### DIRECTIONS FOR THIS TASK
Please list each line below that contains the word "branch", copying every such line in full.

### RECORDED INFORMATION
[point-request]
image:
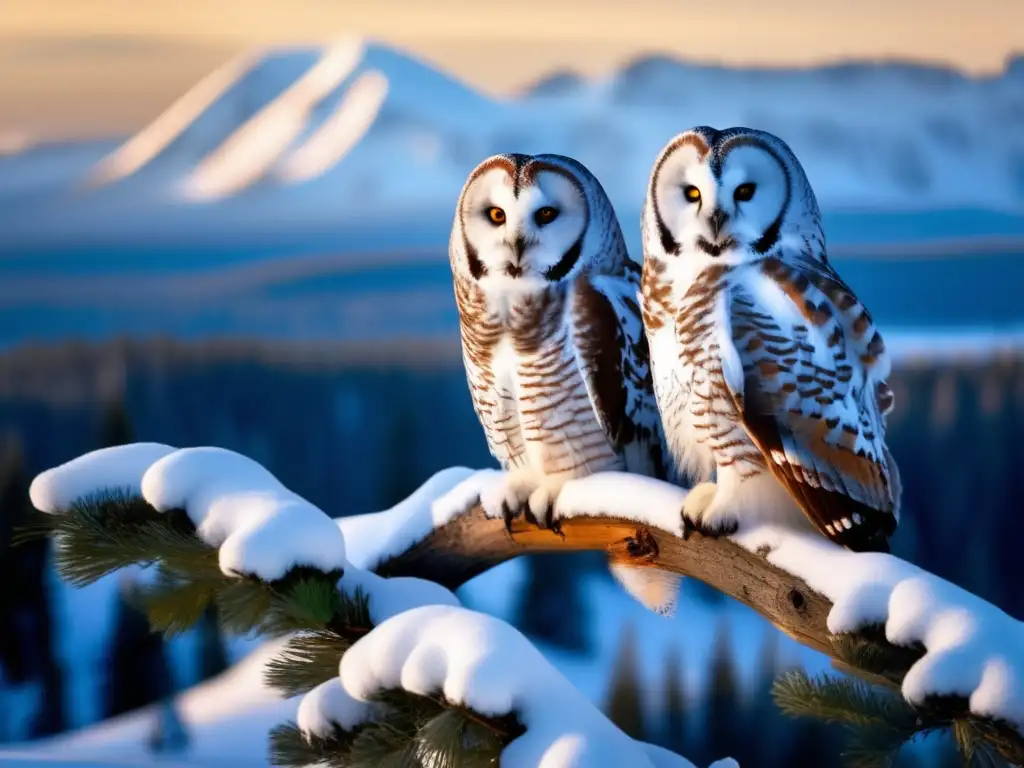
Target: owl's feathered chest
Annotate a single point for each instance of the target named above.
(530, 371)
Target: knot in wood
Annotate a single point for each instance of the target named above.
(797, 600)
(642, 545)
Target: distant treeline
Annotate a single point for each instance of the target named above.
(355, 429)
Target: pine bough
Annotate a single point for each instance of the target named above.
(393, 672)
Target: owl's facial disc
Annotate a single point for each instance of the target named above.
(531, 236)
(754, 189)
(714, 210)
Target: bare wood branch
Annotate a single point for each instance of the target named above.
(473, 543)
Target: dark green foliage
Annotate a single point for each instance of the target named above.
(27, 643)
(136, 669)
(625, 704)
(121, 530)
(307, 659)
(881, 723)
(410, 731)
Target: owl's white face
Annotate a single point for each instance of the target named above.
(523, 223)
(724, 201)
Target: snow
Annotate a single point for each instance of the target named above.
(485, 665)
(329, 706)
(425, 642)
(350, 130)
(260, 527)
(630, 497)
(153, 139)
(251, 151)
(972, 648)
(388, 597)
(375, 537)
(340, 132)
(113, 468)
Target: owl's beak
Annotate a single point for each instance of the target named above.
(718, 220)
(519, 248)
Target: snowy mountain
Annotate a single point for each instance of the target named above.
(321, 135)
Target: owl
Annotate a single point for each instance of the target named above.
(552, 340)
(769, 373)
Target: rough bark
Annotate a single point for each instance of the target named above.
(473, 543)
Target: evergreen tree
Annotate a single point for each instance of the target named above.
(813, 744)
(26, 627)
(212, 653)
(674, 731)
(723, 711)
(551, 606)
(625, 704)
(168, 734)
(136, 670)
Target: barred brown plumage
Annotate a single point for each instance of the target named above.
(769, 373)
(555, 354)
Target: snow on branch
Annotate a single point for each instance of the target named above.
(485, 666)
(417, 672)
(950, 652)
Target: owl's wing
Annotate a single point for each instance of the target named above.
(615, 360)
(811, 398)
(495, 403)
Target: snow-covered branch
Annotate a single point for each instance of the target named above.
(951, 654)
(389, 665)
(948, 650)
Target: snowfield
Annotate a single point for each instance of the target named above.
(322, 134)
(425, 641)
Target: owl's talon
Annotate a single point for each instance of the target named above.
(508, 516)
(553, 523)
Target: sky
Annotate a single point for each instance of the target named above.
(94, 68)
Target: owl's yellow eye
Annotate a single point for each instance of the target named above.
(744, 193)
(545, 215)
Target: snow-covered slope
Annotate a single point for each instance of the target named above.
(356, 130)
(378, 126)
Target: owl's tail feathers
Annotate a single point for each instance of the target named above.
(656, 589)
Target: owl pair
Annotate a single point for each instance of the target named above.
(735, 352)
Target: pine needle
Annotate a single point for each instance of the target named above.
(842, 700)
(307, 660)
(289, 748)
(452, 739)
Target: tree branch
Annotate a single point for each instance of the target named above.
(472, 543)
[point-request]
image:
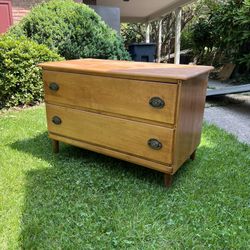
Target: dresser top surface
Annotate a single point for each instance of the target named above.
(134, 70)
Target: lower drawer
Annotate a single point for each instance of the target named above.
(136, 138)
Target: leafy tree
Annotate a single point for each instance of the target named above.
(73, 30)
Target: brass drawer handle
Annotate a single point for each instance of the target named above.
(53, 86)
(56, 120)
(156, 102)
(154, 144)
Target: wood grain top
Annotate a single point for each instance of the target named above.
(128, 69)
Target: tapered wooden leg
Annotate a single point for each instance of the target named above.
(55, 146)
(168, 179)
(192, 156)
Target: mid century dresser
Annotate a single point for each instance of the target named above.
(145, 113)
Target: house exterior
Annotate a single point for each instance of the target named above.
(112, 12)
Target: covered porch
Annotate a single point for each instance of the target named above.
(146, 11)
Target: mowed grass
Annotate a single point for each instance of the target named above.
(83, 200)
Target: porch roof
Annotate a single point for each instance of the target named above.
(143, 10)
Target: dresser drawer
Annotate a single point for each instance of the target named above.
(133, 98)
(135, 138)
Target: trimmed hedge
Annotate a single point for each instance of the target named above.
(73, 30)
(20, 78)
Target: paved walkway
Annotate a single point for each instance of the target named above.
(231, 112)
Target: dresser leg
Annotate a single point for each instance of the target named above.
(168, 179)
(55, 146)
(192, 156)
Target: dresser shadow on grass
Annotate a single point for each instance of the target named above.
(69, 193)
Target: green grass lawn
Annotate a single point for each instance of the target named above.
(83, 200)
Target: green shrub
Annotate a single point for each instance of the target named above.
(73, 30)
(20, 78)
(224, 33)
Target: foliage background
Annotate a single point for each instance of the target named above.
(20, 77)
(71, 29)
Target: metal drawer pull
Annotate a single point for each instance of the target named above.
(56, 120)
(154, 144)
(156, 102)
(53, 86)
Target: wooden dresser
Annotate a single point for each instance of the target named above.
(146, 113)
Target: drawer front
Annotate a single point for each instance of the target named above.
(141, 99)
(136, 138)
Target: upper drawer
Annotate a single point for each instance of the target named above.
(113, 95)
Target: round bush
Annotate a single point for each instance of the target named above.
(73, 30)
(20, 78)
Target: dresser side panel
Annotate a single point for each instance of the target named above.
(190, 111)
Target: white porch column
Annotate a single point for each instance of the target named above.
(159, 42)
(177, 46)
(148, 33)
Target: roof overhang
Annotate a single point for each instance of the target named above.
(143, 10)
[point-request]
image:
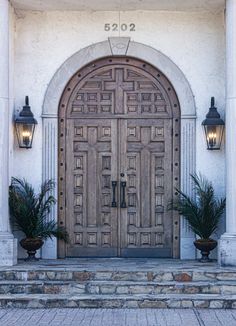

### CORRECT RESULT
Target: bare wood branch
Target: snow on branch
Target: snow-covered branch
Target: tree branch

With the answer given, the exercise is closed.